▶ **Consigne écrite 1**:
Recopiez à l'identique les enregistrements qui vont de la ligne contenant « of the person » jusqu'à la ligne contenant « <point>176,49</point> », ces deux lignes comprises.

▶ **Extrait du texte**:
◇ ◇ ◇ ◇ ◇ ◇ ◇
Ensuite, vient s’ajouter « Avant que de tout perdre » de Xavier Legrand, qui est loin d’être un film inédit mais qui ressort de cette sélection et qui fonctionne encore et toujours en salle depuis sa présentation et son succès au festival de Clermont-Ferrand. On ne reviendra pas en détail sur ce thriller très efficace, mettant en scène l’histoire d’une mère cherchant à fuir avec ses enfants le domicile conjugal et son mari violent, on préférera vous renvoyer vers la critique du film (on aime bien les liens à Format Court !). Puis, viennent « Les Lézards » de Vincent Mariette (également chroniqué sur le site) qui, faute d’être un grand film, est une comédie bien sentie au lieu de tournage original (un sauna), à la bande son sympa et au trio de comédiens au top (Vincent Macaigne, Benoît Forgeard, Estéban).
◇ ◇ ◇ ◇ ◇ ◇ ◇
▶ **Données à traiter**:
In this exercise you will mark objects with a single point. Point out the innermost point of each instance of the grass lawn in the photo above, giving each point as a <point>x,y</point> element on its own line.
◇ ◇ ◇ ◇ ◇ ◇ ◇
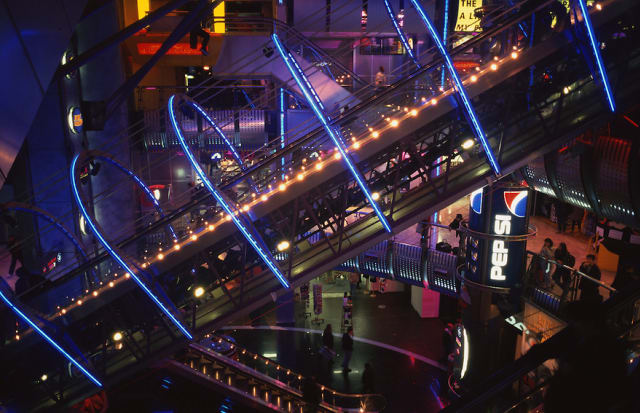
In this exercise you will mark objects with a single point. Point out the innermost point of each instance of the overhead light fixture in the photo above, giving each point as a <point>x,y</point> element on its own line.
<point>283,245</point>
◇ ◇ ◇ ◇ ◇ ◇ ◇
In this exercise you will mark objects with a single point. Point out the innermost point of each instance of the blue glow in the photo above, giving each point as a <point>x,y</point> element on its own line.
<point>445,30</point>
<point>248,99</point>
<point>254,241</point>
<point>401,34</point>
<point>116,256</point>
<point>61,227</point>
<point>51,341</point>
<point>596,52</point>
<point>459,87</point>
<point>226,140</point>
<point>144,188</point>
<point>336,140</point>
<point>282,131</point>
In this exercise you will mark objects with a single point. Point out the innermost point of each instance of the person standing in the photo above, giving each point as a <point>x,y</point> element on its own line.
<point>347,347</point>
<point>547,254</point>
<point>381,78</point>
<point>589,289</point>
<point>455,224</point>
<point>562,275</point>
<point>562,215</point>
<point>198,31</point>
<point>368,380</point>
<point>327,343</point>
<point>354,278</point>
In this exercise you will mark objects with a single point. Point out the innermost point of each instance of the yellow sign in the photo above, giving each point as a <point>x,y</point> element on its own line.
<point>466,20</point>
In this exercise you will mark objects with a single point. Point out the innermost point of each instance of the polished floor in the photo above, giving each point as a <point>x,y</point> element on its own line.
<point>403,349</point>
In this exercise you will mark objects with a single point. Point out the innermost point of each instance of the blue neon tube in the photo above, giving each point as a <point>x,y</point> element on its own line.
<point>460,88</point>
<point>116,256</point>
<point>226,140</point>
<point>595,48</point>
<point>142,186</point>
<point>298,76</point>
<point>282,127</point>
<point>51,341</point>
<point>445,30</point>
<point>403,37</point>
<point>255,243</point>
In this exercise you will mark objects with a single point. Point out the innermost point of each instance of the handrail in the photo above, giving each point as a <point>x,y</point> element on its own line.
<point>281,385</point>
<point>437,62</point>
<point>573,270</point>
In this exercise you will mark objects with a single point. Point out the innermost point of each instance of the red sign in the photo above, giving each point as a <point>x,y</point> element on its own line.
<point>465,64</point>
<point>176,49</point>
◇ ◇ ◇ ◇ ◇ ◇ ◇
▶ **Consigne écrite 2**:
Présentez sous forme de liste plus brève le paragraphe de l'extrait sur les courts métrages qui commence par « Ensuite, vient s'ajouter », en conservant ses faits principaux.

▶ **Solution complète 1**:
In this exercise you will mark objects with a single point. Point out the innermost point of each instance of the person standing in the photo above, giving each point as a <point>x,y</point> element on its own line.
<point>347,347</point>
<point>547,254</point>
<point>381,78</point>
<point>589,289</point>
<point>455,224</point>
<point>562,275</point>
<point>562,215</point>
<point>198,31</point>
<point>368,380</point>
<point>327,343</point>
<point>354,278</point>
In this exercise you will mark objects with a single point. Point out the innermost point of each instance of the yellow sign in the photo above, giving each point as a <point>x,y</point> element on its own line.
<point>466,20</point>
In this exercise you will mark objects with a single point. Point out the innermost point of each instance of the polished floor in the photo above, giving each point as a <point>x,y</point> element on its own line.
<point>403,349</point>
In this exercise you will mark objects with a single point. Point out the innermost point of each instance of the blue neon tube in the photo above, giving each point as a <point>x,y</point> element on its own line.
<point>460,88</point>
<point>116,256</point>
<point>226,140</point>
<point>595,48</point>
<point>142,186</point>
<point>298,76</point>
<point>282,127</point>
<point>51,341</point>
<point>445,30</point>
<point>403,37</point>
<point>255,243</point>
In this exercise you will mark objects with a single point. Point out the innermost point of each instance of the handrail in the photo above, giving each point as a <point>x,y</point> element on its own line.
<point>281,385</point>
<point>437,62</point>
<point>573,270</point>
In this exercise you will mark objects with a single point. Point out the innermost point of each instance of the red sign in the photo above, giving each point as a <point>x,y</point> element on its own line.
<point>465,64</point>
<point>176,49</point>

▶ **Solution complète 2**:
- « Avant que de tout perdre » de Xavier Legrand :
  - film loin d'être inédit, mais qui ressort de la sélection ;
  - il fonctionne toujours en salle depuis sa présentation et son succès au festival de Clermont-Ferrand ;
  - thriller très efficace sur une mère qui cherche à fuir avec ses enfants le domicile conjugal et son mari violent ;
  - le lecteur est renvoyé à la critique du film sur Format Court.
- « Les Lézards » de Vincent Mariette, également chroniqué sur le site :
  - pas un grand film, mais une comédie bien sentie ;
  - lieu de tournage original : un sauna ;
  - bande son sympa ;
  - trio de comédiens au top : Vincent Macaigne, Benoît Forgeard, Estéban.